* BEGIN DOCUMENT SECTION *

“We’ll Pay for the Wall,” said no Juan Ever
Last week, I explored the enigmatic nation of Belize – surviving encounters with stingrays, sharks and, even more terrifyingly, Queen Elizabeth II. This week, I ate El Chapo’s weight in tacos and tortillas as I went cenote-hopping and ruin-trekking along Mexico’s trendy tail.
Day 71 – Bacalar, Mexico to Tulum, Mexico
So, I ended last week in the lakeside town of Bacalar, about thirty kilometres north of the Belizean border, although my time there was going about as smoothly as a Brexit negotiation. The meteorological conditions were miserable, and the ethereal lake (‘of seven hues’) appeared cold and barren. Well, with just under an hour to go before I had to catch a bus out of town, a stream of sunlight burst out from behind its murky veil and utterly transformed my surroundings.
I hastily wrapped up my trip around Fortress of San Felipe Bacalar (which wasn’t all that gripping), before hotfooting may way down to the brightening lagoon. Well, knock me over with a sombrero why don’t you, as I was greeted by more hues than at a Love Actually convention. I’m not sure what delighted me more: the spectacular lake itself, or watching a kayaker trying (and failing) to paddle to shore against the breeze – poor soul.
I then had a two-hundred-kilometre bus ride north ahead of me, which would usually fill me with apathy (as that would take about twenty-five days in any other Central American country). Thankfully, Mexico is not actually part of Central America (as I have reliably and passionately been informed by locals from every other nation) and as a result, their transport links are pretty darn good. I calmly rolled into the tourist hub of Tulum not three hours later, with time spare to observe a curious religious parade (well, more curious than your average religious parade) as well as to tuck into my first round of street tacos and side of Corona. Living the Mexican dream.
Day 72 – Tulum, Mexico
Tulum is a visitor hub for two reasons: it’s proximity to innumerable cenotes (Mexican sinkholes turned tourist swimming pools) and being within sweaty sauntering distance of an ancient walled city of the same name. This ruined metropolis was built right on the paradisiacal Yucatán coast (just as beautiful a shore as Cancún further north but without the five-star T-wats), and it was here that I decided to begin my tranquil beach day.

* END DOCUMENT SECTION *
* BEGIN MATERIAL SUPPLIED *

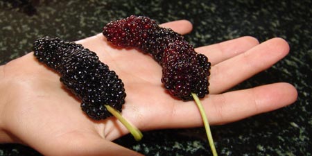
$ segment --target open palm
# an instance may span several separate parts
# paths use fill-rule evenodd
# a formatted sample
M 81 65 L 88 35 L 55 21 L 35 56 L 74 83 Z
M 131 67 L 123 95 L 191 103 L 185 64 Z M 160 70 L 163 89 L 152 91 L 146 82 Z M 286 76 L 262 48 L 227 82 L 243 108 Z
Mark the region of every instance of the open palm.
M 187 21 L 162 26 L 185 34 Z M 77 42 L 96 52 L 125 84 L 123 116 L 148 130 L 202 125 L 194 102 L 174 98 L 160 81 L 162 68 L 147 54 L 118 49 L 101 34 Z M 210 94 L 201 99 L 211 124 L 223 124 L 293 103 L 295 89 L 288 83 L 225 92 L 284 58 L 288 44 L 275 38 L 262 44 L 243 37 L 196 49 L 212 63 Z M 114 117 L 92 121 L 80 101 L 59 81 L 60 75 L 38 62 L 33 53 L 0 68 L 0 141 L 30 146 L 45 155 L 139 155 L 110 141 L 128 133 Z M 104 103 L 103 103 L 104 104 Z

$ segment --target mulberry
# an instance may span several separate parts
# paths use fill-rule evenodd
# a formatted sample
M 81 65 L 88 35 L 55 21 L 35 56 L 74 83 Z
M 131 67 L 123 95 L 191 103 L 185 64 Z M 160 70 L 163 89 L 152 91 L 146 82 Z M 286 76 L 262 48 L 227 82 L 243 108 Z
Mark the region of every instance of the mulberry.
M 49 37 L 37 40 L 33 51 L 40 62 L 60 73 L 60 80 L 81 99 L 81 108 L 89 117 L 100 120 L 112 116 L 104 104 L 121 112 L 123 83 L 94 52 Z
M 164 87 L 174 96 L 189 101 L 193 99 L 192 92 L 199 98 L 209 94 L 211 64 L 180 34 L 159 27 L 148 17 L 135 15 L 110 22 L 102 33 L 114 45 L 135 47 L 153 55 L 162 67 Z

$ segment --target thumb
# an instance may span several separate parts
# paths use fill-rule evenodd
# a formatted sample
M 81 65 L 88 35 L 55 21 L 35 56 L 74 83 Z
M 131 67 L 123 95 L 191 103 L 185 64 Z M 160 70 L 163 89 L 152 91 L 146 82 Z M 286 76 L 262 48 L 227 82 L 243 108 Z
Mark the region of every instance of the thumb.
M 53 144 L 55 146 L 50 146 L 48 150 L 42 151 L 42 153 L 44 155 L 53 156 L 144 156 L 139 153 L 93 135 L 76 135 L 71 139 L 61 140 L 62 142 Z

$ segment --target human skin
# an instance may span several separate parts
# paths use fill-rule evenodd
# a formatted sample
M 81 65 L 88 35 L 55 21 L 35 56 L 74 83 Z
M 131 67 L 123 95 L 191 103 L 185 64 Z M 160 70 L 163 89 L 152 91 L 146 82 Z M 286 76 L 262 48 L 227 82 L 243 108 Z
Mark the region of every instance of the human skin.
M 162 26 L 181 34 L 192 29 L 185 20 Z M 122 115 L 139 129 L 202 126 L 193 101 L 176 99 L 164 88 L 162 67 L 152 57 L 116 48 L 102 34 L 77 43 L 96 52 L 123 80 L 127 96 Z M 286 83 L 227 92 L 286 56 L 289 46 L 283 39 L 259 44 L 252 37 L 242 37 L 196 51 L 206 55 L 212 64 L 210 94 L 201 99 L 211 125 L 275 110 L 297 99 L 295 88 Z M 22 144 L 44 155 L 141 155 L 112 142 L 129 133 L 128 130 L 114 117 L 88 118 L 80 101 L 59 78 L 33 53 L 0 67 L 0 142 Z

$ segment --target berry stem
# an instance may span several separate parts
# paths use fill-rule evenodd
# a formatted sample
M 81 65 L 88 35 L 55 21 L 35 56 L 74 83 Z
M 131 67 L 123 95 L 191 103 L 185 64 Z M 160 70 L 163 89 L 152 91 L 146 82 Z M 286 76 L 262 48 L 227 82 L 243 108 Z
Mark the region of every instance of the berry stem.
M 198 96 L 195 93 L 191 93 L 193 98 L 194 98 L 195 103 L 196 103 L 198 110 L 200 110 L 200 115 L 202 116 L 202 121 L 204 122 L 205 129 L 206 130 L 207 137 L 208 137 L 208 141 L 209 142 L 210 148 L 211 148 L 212 154 L 214 156 L 217 156 L 218 153 L 214 146 L 214 139 L 212 139 L 211 131 L 210 130 L 209 123 L 208 122 L 208 119 L 206 116 L 204 107 L 200 103 Z
M 132 135 L 135 139 L 137 141 L 140 141 L 143 137 L 143 134 L 141 131 L 131 124 L 129 121 L 128 121 L 125 118 L 121 116 L 121 114 L 119 111 L 114 109 L 108 105 L 104 105 L 107 109 L 108 112 L 110 112 L 112 114 L 113 114 L 119 121 L 125 125 L 125 127 L 130 131 L 131 135 Z

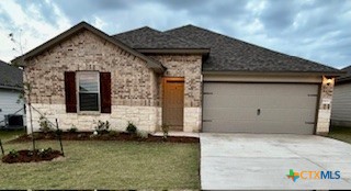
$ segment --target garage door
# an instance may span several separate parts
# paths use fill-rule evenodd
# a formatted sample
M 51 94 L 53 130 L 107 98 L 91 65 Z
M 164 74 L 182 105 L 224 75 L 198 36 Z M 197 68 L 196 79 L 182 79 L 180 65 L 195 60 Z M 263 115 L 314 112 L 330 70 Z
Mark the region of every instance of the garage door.
M 204 83 L 203 132 L 313 134 L 317 85 Z

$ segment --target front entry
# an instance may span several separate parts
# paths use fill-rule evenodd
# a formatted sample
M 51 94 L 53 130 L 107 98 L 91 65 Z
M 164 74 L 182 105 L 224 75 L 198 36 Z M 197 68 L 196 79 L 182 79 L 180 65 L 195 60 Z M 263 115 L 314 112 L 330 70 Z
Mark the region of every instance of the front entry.
M 162 124 L 183 131 L 184 78 L 163 78 Z

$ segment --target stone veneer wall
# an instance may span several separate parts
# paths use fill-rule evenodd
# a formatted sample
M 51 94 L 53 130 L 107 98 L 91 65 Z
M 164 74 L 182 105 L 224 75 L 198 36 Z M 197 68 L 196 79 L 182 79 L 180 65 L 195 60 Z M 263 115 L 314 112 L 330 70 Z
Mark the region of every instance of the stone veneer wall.
M 167 68 L 165 77 L 184 77 L 184 132 L 199 132 L 202 121 L 202 56 L 160 55 L 151 56 Z M 162 83 L 159 79 L 159 100 L 162 100 Z M 161 105 L 160 105 L 161 106 Z M 161 116 L 161 108 L 159 110 Z M 159 117 L 161 120 L 161 117 Z M 159 121 L 159 123 L 161 123 Z
M 48 119 L 57 117 L 61 128 L 92 130 L 99 120 L 109 120 L 111 127 L 118 130 L 125 130 L 127 121 L 145 131 L 159 125 L 157 75 L 140 58 L 89 31 L 75 34 L 26 65 L 24 80 L 32 86 L 32 105 Z M 77 70 L 111 72 L 111 114 L 66 113 L 64 72 Z M 34 130 L 39 127 L 38 119 L 38 112 L 33 111 Z
M 322 135 L 329 132 L 333 86 L 335 79 L 328 81 L 326 77 L 322 77 L 316 134 Z

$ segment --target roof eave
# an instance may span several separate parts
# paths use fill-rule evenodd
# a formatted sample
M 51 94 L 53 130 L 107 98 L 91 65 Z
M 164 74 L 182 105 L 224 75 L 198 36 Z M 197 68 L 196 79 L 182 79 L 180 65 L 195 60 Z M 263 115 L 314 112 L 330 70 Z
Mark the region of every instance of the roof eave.
M 339 77 L 344 75 L 342 71 L 254 71 L 254 70 L 203 70 L 203 75 L 292 75 L 292 76 L 328 76 Z
M 144 59 L 148 65 L 150 65 L 149 68 L 152 68 L 152 69 L 157 68 L 156 69 L 157 71 L 160 70 L 162 72 L 166 70 L 165 67 L 160 63 L 158 63 L 158 61 L 156 61 L 156 60 L 143 55 L 141 53 L 138 53 L 137 50 L 128 47 L 127 45 L 123 44 L 118 40 L 116 40 L 114 37 L 111 37 L 107 34 L 105 34 L 104 32 L 93 27 L 92 25 L 88 24 L 87 22 L 80 22 L 79 24 L 72 26 L 71 29 L 67 30 L 66 32 L 59 34 L 58 36 L 47 41 L 46 43 L 44 43 L 41 46 L 32 49 L 31 52 L 24 54 L 23 56 L 16 57 L 15 59 L 11 60 L 11 63 L 16 64 L 18 66 L 25 67 L 25 60 L 26 59 L 29 59 L 31 57 L 34 57 L 34 56 L 45 52 L 47 48 L 59 44 L 60 42 L 69 38 L 71 35 L 76 34 L 77 32 L 79 32 L 79 31 L 81 31 L 83 29 L 86 29 L 86 30 L 94 33 L 95 35 L 102 37 L 103 40 L 105 40 L 105 41 L 107 41 L 107 42 L 121 47 L 122 49 L 131 53 L 132 55 Z
M 136 48 L 144 54 L 195 54 L 208 55 L 210 48 Z
M 0 89 L 7 89 L 7 90 L 23 90 L 23 87 L 11 87 L 11 86 L 1 86 L 0 85 Z

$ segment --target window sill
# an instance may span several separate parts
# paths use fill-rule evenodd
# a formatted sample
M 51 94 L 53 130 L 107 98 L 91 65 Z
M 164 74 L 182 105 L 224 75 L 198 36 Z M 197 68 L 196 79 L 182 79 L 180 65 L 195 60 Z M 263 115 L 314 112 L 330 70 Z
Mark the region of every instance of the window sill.
M 77 112 L 78 115 L 94 115 L 94 116 L 99 116 L 101 115 L 100 112 L 89 112 L 89 111 L 81 111 L 81 112 Z

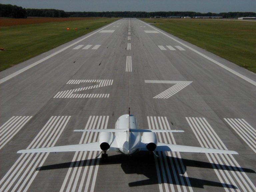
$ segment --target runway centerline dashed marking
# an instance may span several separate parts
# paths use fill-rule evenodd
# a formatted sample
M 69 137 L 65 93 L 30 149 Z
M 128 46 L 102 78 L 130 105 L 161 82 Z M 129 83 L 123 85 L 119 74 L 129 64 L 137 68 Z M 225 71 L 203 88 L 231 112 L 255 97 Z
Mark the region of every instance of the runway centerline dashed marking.
M 205 118 L 186 117 L 202 147 L 227 150 Z M 256 188 L 232 155 L 206 153 L 213 170 L 226 191 L 255 191 Z
M 109 118 L 109 116 L 90 116 L 85 129 L 106 129 Z M 79 144 L 95 142 L 98 134 L 97 132 L 83 132 Z M 75 152 L 60 192 L 93 191 L 100 158 L 99 157 L 95 159 L 97 153 L 96 151 Z
M 14 137 L 32 116 L 13 116 L 0 127 L 0 149 Z
M 189 85 L 193 81 L 159 81 L 154 80 L 145 80 L 145 83 L 167 83 L 176 84 L 155 96 L 153 98 L 158 99 L 168 99 Z
M 54 146 L 70 118 L 52 116 L 27 149 Z M 49 153 L 22 154 L 0 181 L 0 191 L 27 191 Z
M 256 130 L 243 119 L 224 119 L 256 153 Z
M 106 86 L 112 85 L 113 84 L 113 79 L 84 79 L 84 80 L 70 80 L 67 84 L 80 84 L 84 83 L 97 83 L 98 84 L 91 86 L 87 86 L 77 89 L 73 89 L 68 90 L 59 91 L 54 98 L 108 98 L 109 97 L 109 94 L 76 94 L 75 93 L 92 89 Z
M 126 57 L 126 65 L 125 71 L 126 72 L 131 72 L 132 71 L 131 56 L 127 56 Z
M 127 44 L 127 50 L 131 50 L 132 49 L 131 44 L 130 43 L 128 43 Z
M 147 120 L 150 129 L 171 129 L 166 117 L 147 116 Z M 158 133 L 157 136 L 160 142 L 176 144 L 171 132 Z M 180 153 L 168 151 L 167 154 L 167 156 L 165 152 L 158 152 L 159 157 L 154 156 L 159 191 L 193 192 Z

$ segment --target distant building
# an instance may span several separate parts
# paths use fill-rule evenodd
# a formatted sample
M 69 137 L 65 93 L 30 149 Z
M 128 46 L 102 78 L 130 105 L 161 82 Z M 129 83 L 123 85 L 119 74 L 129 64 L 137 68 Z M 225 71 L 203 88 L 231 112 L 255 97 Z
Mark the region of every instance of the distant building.
M 239 20 L 243 20 L 245 19 L 256 19 L 255 17 L 238 17 L 238 19 Z
M 220 16 L 197 16 L 194 17 L 194 18 L 196 19 L 221 19 L 223 17 Z

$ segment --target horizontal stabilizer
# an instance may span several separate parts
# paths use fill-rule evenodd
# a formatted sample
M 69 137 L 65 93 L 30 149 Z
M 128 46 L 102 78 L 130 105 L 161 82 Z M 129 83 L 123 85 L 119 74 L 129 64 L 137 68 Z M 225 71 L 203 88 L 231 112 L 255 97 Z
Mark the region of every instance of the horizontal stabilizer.
M 77 132 L 125 132 L 127 129 L 76 129 L 74 131 Z
M 170 130 L 164 129 L 131 129 L 131 132 L 152 132 L 153 133 L 167 133 L 170 132 L 184 132 L 182 130 Z
M 204 147 L 186 146 L 166 144 L 158 143 L 155 150 L 156 151 L 173 151 L 178 152 L 188 152 L 190 153 L 223 153 L 224 154 L 238 154 L 234 151 L 223 150 L 215 149 L 209 149 Z

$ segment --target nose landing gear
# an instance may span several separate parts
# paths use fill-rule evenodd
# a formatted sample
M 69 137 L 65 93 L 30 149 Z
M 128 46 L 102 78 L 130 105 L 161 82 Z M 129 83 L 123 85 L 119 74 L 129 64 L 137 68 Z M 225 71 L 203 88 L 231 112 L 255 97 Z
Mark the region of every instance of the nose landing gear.
M 108 154 L 106 151 L 104 151 L 104 153 L 101 155 L 101 159 L 104 162 L 106 162 L 108 160 Z

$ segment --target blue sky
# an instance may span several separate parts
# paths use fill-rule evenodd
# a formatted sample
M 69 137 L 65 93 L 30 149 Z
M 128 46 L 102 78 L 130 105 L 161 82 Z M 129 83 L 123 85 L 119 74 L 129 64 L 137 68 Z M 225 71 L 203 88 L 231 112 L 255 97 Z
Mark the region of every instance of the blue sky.
M 0 3 L 66 11 L 256 11 L 255 0 L 0 0 Z

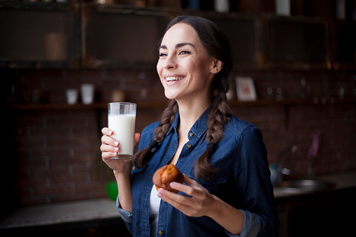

* END MATERIAL SUPPLIED *

◆ YOUR OBJECTIVE
Reproduce the portion of the travel post that begins at the words "Day 71 – Bacalar, Mexico" and ends after the words "transformed my surroundings.", copying it verbatim. The rows shown here bear no relation to the travel post.

◆ SOLUTION
Day 71 – Bacalar, Mexico to Tulum, Mexico
So, I ended last week in the lakeside town of Bacalar, about thirty kilometres north of the Belizean border, although my time there was going about as smoothly as a Brexit negotiation. The meteorological conditions were miserable, and the ethereal lake (‘of seven hues’) appeared cold and barren. Well, with just under an hour to go before I had to catch a bus out of town, a stream of sunlight burst out from behind its murky veil and utterly transformed my surroundings.